• TRAVAIL À FAIRE
#1 Recopiez mot pour mot le passage sur « Rendez à César », en commençant à « On vous dira » et en terminant à « Que s'est-il passé? ».
#2 Écrivez la suite du passage sur « Rendez à César ».

------ PASSAGE PRÉSENTÉ ------

Rappelons
que nous vous proposons des pistes: vous avez à
choisir, à reprendre tel ou tel aspect, en pensant par vous même,
sous le regard de tous, en vous détournant de l'opinion
particulière pour vous tourner vers une pensée universelle que
vous aurez produite. L'opinion est de l'ordre du contingent, du
devenir, la pensée est de l'ordre du nécessaire, ou du moins
de l'universel qu'elle vise.
Rendez
à César ce qui est à César.
Sujet difficile car il est difficile de séparer cet extrait de sa
suite immédiate: rendez à Dieu ce qui est à Dieu.
On vous dira que vous avez à vous centrer sur le sujet donné et
rien que sur lui.
Certes, mais vous allez découvrir que le pouvoir temporel de César
n'est pas indépendant, loin de là du pouvoir spirituel.
Que s'est-il passé?

------ LIGNES ------

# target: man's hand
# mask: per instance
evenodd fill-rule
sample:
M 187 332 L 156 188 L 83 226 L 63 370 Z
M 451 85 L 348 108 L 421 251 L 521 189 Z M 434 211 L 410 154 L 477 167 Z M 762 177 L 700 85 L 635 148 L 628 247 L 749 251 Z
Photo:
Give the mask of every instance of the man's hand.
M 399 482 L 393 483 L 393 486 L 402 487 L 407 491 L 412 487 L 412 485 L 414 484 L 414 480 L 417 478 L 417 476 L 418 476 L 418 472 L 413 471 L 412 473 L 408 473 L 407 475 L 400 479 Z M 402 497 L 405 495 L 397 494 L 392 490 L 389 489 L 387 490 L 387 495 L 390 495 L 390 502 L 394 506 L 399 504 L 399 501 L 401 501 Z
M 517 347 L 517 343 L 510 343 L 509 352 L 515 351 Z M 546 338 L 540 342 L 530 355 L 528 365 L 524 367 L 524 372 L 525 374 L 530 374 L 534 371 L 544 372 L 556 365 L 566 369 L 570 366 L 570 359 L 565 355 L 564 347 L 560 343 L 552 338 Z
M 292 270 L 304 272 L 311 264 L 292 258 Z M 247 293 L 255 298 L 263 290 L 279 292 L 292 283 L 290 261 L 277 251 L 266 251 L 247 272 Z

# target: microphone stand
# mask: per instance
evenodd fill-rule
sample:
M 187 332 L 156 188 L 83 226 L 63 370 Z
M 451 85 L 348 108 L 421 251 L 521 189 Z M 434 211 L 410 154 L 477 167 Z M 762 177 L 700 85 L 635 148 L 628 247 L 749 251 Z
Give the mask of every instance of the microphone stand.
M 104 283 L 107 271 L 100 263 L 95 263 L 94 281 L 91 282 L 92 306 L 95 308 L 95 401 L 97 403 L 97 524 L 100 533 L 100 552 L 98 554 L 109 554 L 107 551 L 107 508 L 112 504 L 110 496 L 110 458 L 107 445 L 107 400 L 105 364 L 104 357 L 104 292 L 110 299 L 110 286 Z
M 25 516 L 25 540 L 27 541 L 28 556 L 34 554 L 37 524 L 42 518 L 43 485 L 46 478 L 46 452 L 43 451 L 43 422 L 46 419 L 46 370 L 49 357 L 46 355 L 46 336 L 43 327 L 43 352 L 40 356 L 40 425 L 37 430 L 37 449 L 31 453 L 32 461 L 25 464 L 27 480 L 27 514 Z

------

• RÉPONSES
#1
On vous dira que vous avez à vous centrer sur le sujet donné et
rien que sur lui.
Certes, mais vous allez découvrir que le pouvoir temporel de César
n'est pas indépendant, loin de là du pouvoir spirituel.
Que s'est-il passé?

#2
- On raconte que des juifs auraient voulu faire tomber Jésus dans
un piège en lui demandant s'il fallait payer l'impôt à César
, le détenteur de la puissance matérielle: si Jésus répondait,
de ne pas payer l'impôt on le dénoncerait aux occupants
romains, si Jésus répondait de payer l'impôt on le dénoncerait
aux religieux pour qui toute puissance vient de Dieu. En
demandant à voir une pièce et en montrant l'effigie de César
qu'elle porte, Jésus peut répondre logiquement : rendait à César
ce qui est à César. Mais au grand désappointement de ceux qui
veulent le faire tomber dans un piège il ajoute: rendez à Dieu
ce qui est à Dieu. Ainsi, il délimite deux domaines, le domaine
de l'État et le domaine de la foi, de la vie privée.
Vous commencez peut être à voir le problème: ces deux
domaines sont-ils vraiment distincts?
Déterminons les deux sortes de pouvoirs auxquels c'est un devoir
d'obéir:
-
le pouvoir spirituel désigne celui d'un personnage qui prétend
l'exercer parce qu'il lui vient de Dieu: il commande donc au
nom de Dieu.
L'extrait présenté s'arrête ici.